READING PASSAGE START

File uploads - validate / virus-scan / upload / insert method

I’m tempted to use Ecto.Multi here, but I think this is not recommended as it keeps a DB transaction open for multiple API requests - is that correct?:

def insert_document(params) do
  changeset = Document.changeset(%Document{}, params)
  |> Multi.insert(:document, changeset)
  |>, fn _, %{document: document} -> 
    # hits external API
  |>, fn _, %{document: document} -> 
    # also hits external API
    S3.upload(document, params["file"])
  |>, fn _, %{document: document, bucket_upload: url} ->
     document |> change(%{url: url}) |> Repo.update()

Is it better to use with here?

def insert_document(params) do

    %{valid?: true} = changeset <- Document.changeset(%Document{}, params),
    {:ok, :no_virus} <- Virus.check_upload(params["file"]) ,
    {:ok, url} <- S3.upload(Changeset.apply_changes(changeset), params["file"]) do

      |> Changeset.put_change(:url, url)
      |> Repo.insert()

Any advice or general comments on that code would be appreciated :+1:

Uploading files to cloud services is imo best done by uploading the files to a temporary place outside of any transaction and then in the transaction queuing up a job for moving the file to a permanent place in unison with inserting the document.

I’d do the same with your virus check. Upload the file as is and in the transaction store the document with a flag, that virus check was not yet done. Queue up the virus check. When the virus check is successful toggle the flag and queue up moving the file to a permanent location.

This way even without the transactional guarantees in the execution of those jobs you at least have a history about what needed to happen and where it failed. This also means you can switch to direct to S3 uploads without great changes to the business logic. And especially important: A error in the document means the file on S3 is never moved and therefore eventually deleted. Just checking the changeset for errors is not enough to ensure the document will actually be inserted in the db. The db could have an outage at the moment.

READING PASSAGE END

◆ TASK REQUIREMENTS:
1 – In the file upload thread, what does the reply suggest storing with the document in the transaction before the virus check has been done?
2 – Reproduce the part of the file upload thread between "Any advice or" and "a permanent location.", inclusive.
3 – Rewrite the paragraph of the file upload thread that begins "I’d do the same with your virus check" as a short list of steps.
The material that follows comes from a different source than the file upload thread.

DATASET CONTENT START

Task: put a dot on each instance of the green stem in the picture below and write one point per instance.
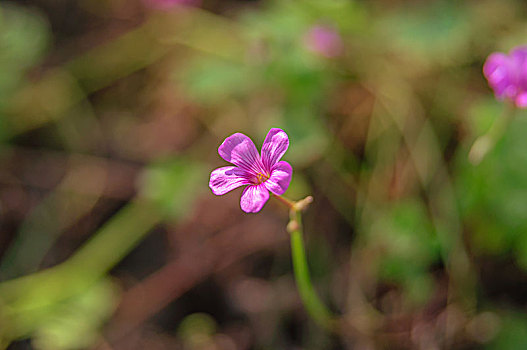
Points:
(314, 306)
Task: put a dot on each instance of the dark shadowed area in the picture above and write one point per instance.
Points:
(111, 114)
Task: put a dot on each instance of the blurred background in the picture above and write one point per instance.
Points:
(111, 113)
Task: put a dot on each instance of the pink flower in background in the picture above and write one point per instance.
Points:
(507, 75)
(261, 173)
(168, 4)
(323, 40)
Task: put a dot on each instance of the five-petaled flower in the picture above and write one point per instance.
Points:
(261, 173)
(507, 75)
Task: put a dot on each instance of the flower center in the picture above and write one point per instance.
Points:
(261, 178)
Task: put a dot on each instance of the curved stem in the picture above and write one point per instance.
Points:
(314, 306)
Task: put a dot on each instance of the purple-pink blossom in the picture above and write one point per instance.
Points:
(261, 173)
(507, 75)
(323, 40)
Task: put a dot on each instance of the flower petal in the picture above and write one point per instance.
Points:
(254, 198)
(241, 151)
(280, 178)
(274, 147)
(499, 71)
(521, 100)
(226, 179)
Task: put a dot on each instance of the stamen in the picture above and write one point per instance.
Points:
(260, 177)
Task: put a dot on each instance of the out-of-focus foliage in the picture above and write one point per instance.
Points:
(111, 114)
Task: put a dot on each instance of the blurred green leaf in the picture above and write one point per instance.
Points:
(75, 323)
(492, 194)
(174, 185)
(513, 334)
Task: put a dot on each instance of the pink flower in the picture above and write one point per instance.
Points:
(261, 173)
(323, 40)
(507, 75)
(168, 4)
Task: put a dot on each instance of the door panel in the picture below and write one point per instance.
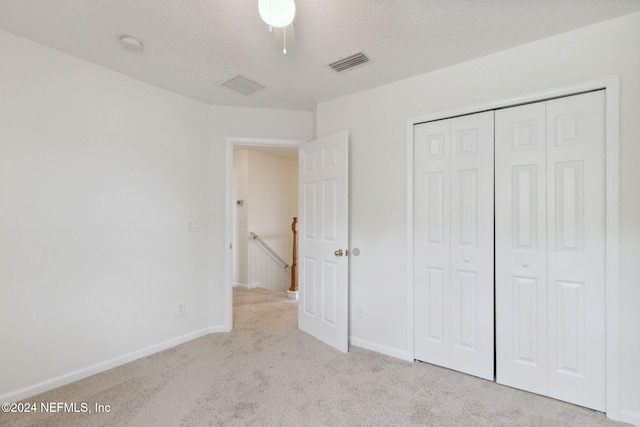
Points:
(453, 214)
(323, 311)
(550, 240)
(576, 248)
(521, 266)
(432, 243)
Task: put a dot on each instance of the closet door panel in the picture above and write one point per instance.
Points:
(472, 308)
(521, 285)
(432, 242)
(576, 248)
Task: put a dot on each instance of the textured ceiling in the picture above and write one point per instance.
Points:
(192, 45)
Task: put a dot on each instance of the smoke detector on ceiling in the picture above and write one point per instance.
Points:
(349, 62)
(131, 43)
(242, 85)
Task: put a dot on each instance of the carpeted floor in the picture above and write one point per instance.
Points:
(268, 373)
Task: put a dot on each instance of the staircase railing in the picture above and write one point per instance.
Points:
(272, 254)
(294, 264)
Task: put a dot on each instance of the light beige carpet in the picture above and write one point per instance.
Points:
(268, 373)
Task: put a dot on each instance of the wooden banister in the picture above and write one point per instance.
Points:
(294, 264)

DATASET CONTENT END

◆ COMPLETED EXERCISE:
1 – A flag showing that the virus check was not yet done.

2 –
Any advice or general comments on that code would be appreciated :+1:

Uploading files to cloud services is imo best done by uploading the files to a temporary place outside of any transaction and then in the transaction queuing up a job for moving the file to a permanent place in unison with inserting the document.

I’d do the same with your virus check. Upload the file as is and in the transaction store the document with a flag, that virus check was not yet done. Queue up the virus check. When the virus check is successful toggle the flag and queue up moving the file to a permanent location.

3 –
- Upload the file as is.
- In the transaction, store the document with a flag showing the virus check has not been done.
- Queue the virus check.
- When the virus check succeeds, toggle the flag and queue moving the file to a permanent location.